Could you give the material again with every "tree foliage" swapped for "tree canopy", keeping everything else unchanged and leaving out the pictures?
● ● ● ● ●
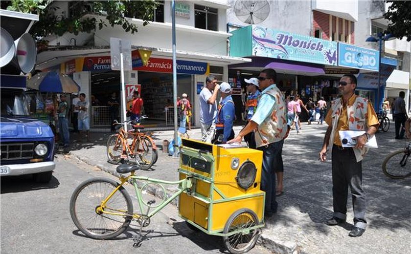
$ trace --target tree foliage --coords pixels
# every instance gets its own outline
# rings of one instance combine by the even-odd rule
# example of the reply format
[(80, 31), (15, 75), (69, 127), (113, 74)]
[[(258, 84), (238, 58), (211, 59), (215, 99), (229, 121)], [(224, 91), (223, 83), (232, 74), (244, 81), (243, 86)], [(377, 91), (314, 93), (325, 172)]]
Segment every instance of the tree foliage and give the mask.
● ● ● ● ●
### Output of the task
$ trace --target tree canopy --coords pixels
# every instance gets its own outline
# rings of one instance combine by the even-odd rule
# example of the reply format
[(80, 31), (15, 75), (69, 127), (113, 74)]
[[(258, 84), (238, 58), (211, 59), (215, 99), (229, 121)], [(224, 91), (223, 83), (232, 74), (244, 81), (243, 86)], [(377, 91), (314, 93), (325, 172)]]
Segment every instance of the tree canopy and give the mask.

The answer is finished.